* [Named object pointing entries]:
◆ ◆ ◆ ◆ ◆

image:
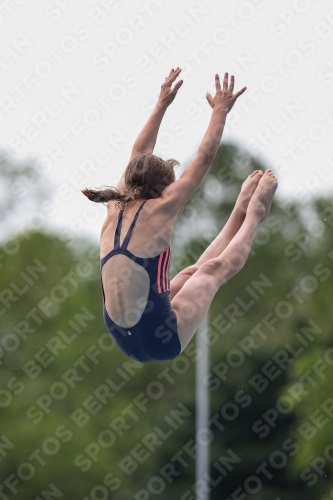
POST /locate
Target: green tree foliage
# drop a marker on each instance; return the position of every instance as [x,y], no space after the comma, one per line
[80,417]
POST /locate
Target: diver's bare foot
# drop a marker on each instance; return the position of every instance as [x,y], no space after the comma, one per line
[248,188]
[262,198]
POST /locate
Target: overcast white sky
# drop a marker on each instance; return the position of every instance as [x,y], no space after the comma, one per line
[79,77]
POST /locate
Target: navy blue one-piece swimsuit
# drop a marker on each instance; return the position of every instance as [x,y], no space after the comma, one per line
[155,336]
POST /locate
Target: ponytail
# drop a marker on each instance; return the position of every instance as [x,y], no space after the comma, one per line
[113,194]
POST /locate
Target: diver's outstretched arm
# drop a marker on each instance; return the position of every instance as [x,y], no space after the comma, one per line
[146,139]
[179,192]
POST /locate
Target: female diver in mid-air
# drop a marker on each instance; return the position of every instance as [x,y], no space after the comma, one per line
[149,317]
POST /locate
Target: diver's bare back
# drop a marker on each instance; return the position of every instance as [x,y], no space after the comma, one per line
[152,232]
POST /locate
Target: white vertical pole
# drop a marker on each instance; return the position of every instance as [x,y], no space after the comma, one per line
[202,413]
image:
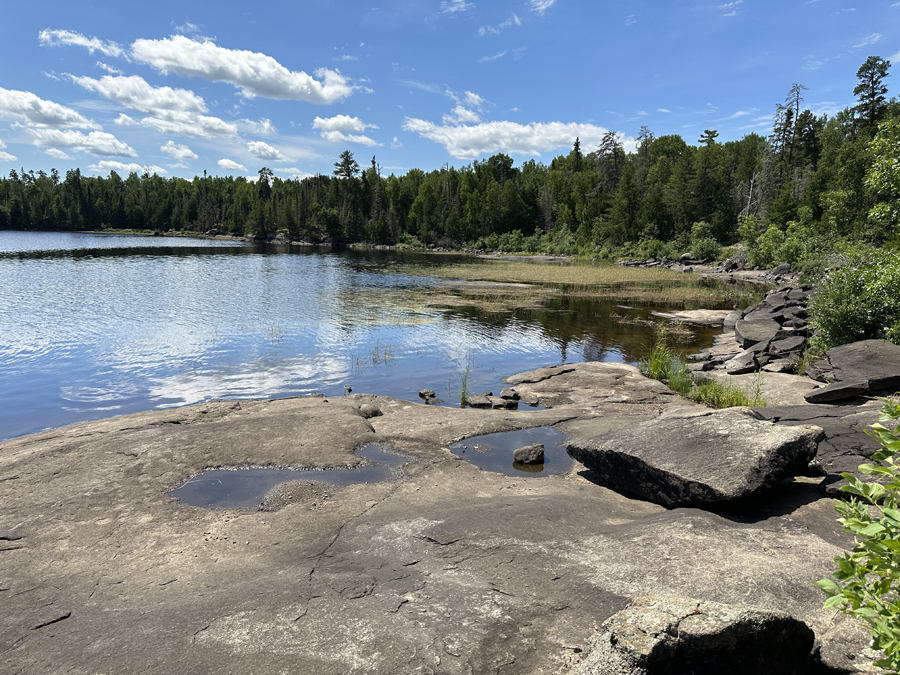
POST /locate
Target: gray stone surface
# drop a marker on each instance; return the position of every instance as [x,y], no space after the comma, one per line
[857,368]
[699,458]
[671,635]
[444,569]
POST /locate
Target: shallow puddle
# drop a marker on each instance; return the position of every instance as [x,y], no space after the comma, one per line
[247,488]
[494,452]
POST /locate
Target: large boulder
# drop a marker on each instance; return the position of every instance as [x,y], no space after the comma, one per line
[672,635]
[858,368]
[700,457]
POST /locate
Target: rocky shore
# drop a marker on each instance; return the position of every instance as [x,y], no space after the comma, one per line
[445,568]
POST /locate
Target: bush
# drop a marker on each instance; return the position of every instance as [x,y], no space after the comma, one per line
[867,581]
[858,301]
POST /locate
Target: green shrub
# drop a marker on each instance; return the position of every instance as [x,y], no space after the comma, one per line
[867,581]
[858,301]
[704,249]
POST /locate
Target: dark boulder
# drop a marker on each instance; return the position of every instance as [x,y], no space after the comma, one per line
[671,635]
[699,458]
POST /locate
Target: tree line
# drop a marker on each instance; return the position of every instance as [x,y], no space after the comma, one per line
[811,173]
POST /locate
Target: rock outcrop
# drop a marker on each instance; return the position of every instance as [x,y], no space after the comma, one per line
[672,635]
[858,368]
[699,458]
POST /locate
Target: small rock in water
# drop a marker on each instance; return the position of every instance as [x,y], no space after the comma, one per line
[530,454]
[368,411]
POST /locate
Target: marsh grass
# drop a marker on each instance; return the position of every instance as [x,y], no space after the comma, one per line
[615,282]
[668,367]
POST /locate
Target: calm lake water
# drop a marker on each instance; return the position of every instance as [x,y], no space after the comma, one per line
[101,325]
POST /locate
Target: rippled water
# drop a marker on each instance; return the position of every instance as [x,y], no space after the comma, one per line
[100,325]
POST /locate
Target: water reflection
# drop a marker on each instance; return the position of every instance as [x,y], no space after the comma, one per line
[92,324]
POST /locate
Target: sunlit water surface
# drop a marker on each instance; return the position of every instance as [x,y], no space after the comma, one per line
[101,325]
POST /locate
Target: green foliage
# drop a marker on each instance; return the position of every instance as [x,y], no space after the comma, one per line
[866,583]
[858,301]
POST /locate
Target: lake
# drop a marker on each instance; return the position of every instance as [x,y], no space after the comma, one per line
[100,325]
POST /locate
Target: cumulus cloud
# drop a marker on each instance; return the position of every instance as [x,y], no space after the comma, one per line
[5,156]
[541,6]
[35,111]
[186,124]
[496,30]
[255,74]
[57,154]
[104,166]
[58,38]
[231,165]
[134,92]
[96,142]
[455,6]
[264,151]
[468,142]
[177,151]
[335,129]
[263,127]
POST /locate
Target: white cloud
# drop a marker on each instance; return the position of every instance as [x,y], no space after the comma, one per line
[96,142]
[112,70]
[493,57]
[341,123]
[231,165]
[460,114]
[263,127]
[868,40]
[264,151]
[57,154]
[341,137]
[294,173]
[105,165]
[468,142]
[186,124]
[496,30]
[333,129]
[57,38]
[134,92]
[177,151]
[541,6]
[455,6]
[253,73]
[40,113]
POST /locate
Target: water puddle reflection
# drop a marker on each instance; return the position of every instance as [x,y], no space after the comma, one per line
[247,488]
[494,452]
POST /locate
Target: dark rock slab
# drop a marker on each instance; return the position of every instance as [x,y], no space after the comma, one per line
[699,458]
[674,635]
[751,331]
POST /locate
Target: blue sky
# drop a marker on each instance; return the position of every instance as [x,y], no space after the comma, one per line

◆ ◆ ◆ ◆ ◆

Repeat the data exactly, dropping every picture it holds.

* [Output]:
image:
POST /locate
Target: green tree foliage
# drop a marker on each instance; return the position of every instance as [x,y], no space after the comma, one per line
[80,417]
POST /locate
Target: diver's bare foot
# drop a marker on each instance; return the position of every instance as [x,y], no space after the comma, one per line
[248,188]
[262,198]
POST /locate
Target: overcast white sky
# drop a marker on each instance; return the position of every instance as [x,y], no space after the comma, one per line
[79,77]
POST /locate
Target: navy blue one-piece swimsuit
# drop a marker on each instance; return the position of every instance as [x,y], no space after the comma, one per line
[155,336]
POST /locate
Target: ponytail
# drop a marker on each instance; return the position of every instance as [x,y], no space after the comma, one per line
[113,194]
POST /locate
Target: diver's outstretched arm
# drop a marker on each instance; return the position of every instance as [x,y], no space after the comma, one per line
[146,139]
[179,192]
POST /locate
Target: female diver in mid-air
# drop a marker on each instance; return the position of every instance as [x,y], no space after the comma, one per line
[149,317]
POST /locate
Target: diver's bare back
# drop a marker on each instance; return the position of every instance as [x,y], no space after the comma, one per line
[152,232]
POST /locate
Target: white vertical pole
# drop a marker on each instance; return the position of every instance as [x,y], no space after the comma, one per line
[202,413]
image:
POST /locate
Target: gray stone surface
# drop a marker on each instance; return the position of every instance as [x,y], no space after the comma, one per line
[857,368]
[699,458]
[671,635]
[444,569]
POST /locate
Target: shallow puddle
# drop a marker on each instance; return the position of every instance as [x,y], no space after the comma, one per line
[247,488]
[494,452]
POST /locate
Target: large boulder
# drop a marker on each instance; return the position of every instance as [x,y], no space after the comma, one per line
[672,635]
[858,368]
[700,457]
POST /locate
Target: rocky shore
# drop a marker on each instance; return the position of every instance as [x,y], no space after the comma, one per line
[445,568]
POST /locate
Target: bush
# drop a marker on each instance; return the position of every instance as [x,y], no space after the comma, one per line
[867,581]
[858,301]
POST /locate
Target: green shrub
# drop a marker on each instance; return the position of every instance as [x,y], no space after the comma, one per line
[867,581]
[858,301]
[704,249]
POST /locate
Target: dark boulder
# drop a marker on each instance; return the position of every instance as [x,y], no space after the comma, one per line
[671,635]
[699,458]
POST /locate
Target: tree line
# drop a marker on each instance; return the position of every instance as [x,y], no space after the comma, one per line
[811,173]
POST /locate
Target: rock outcrop
# drop a marker on each instance; return the position of every instance as [x,y], no space after the comma, one per line
[672,635]
[858,368]
[699,458]
POST /locate
Target: small rock in water
# drop a marker on each instance; return the position of every instance as [x,y], no space after the comma, one per line
[530,454]
[368,411]
POST /locate
Target: marsh grass
# drop a marker on each instance; return the position of every instance as [x,y], no space after the comma, one per line
[615,282]
[668,367]
POST /locate
Target: calm lake water
# drop a marker on each instance; return the position of every instance as [x,y], no space after the comma, one per line
[101,325]
POST /locate
Target: rippled water
# drop a marker on each instance; return the position of every instance as [x,y], no space after the comma, one per line
[100,325]
POST /locate
Target: water reflection
# drop a marker on each instance; return the position of every instance as [x,y], no space after the comma, one per line
[92,324]
POST /locate
Target: sunlit water surface
# drop a marker on each instance; return the position of every instance as [x,y], no space after the comma, one per line
[101,325]
POST /locate
Target: green foliage
# drop a marker on each instance; return the position of every instance as [x,y], no space after the comma, one per line
[866,583]
[858,301]
POST /locate
Target: lake
# drop a marker on each instance; return the position of every instance as [x,y], no space after the comma, one per line
[100,325]
POST /locate
Target: cumulus cloud
# drop a marker on each instance; return the position of every instance as [x,y], no space after the comma, one per line
[5,156]
[541,6]
[35,111]
[186,124]
[496,30]
[255,74]
[57,154]
[104,166]
[58,38]
[231,165]
[134,92]
[96,142]
[455,6]
[264,151]
[468,142]
[177,151]
[335,129]
[263,127]
POST /locate
Target: white cloud
# drop a marker on each instance; return the position of every instance as [x,y], no space after the comma, one per line
[96,142]
[112,70]
[493,57]
[341,123]
[231,165]
[460,114]
[263,127]
[868,40]
[264,151]
[57,154]
[341,137]
[294,173]
[105,165]
[468,142]
[186,124]
[496,30]
[333,129]
[57,38]
[134,92]
[177,151]
[541,6]
[455,6]
[253,73]
[40,113]
POST /locate
Target: water puddle reflection
# drop a marker on each instance; return the position of every instance as [x,y], no space after the comma, one per line
[247,488]
[494,452]
POST /locate
Target: dark rock slab
# drop a marker on each instance; return the position of every instance as [x,y], no space after the comma, one per line
[699,458]
[674,635]
[751,331]
POST /locate
Target: blue sky
# drop a marker on each instance; return the position of every instance as [x,y], no space after the comma, one per line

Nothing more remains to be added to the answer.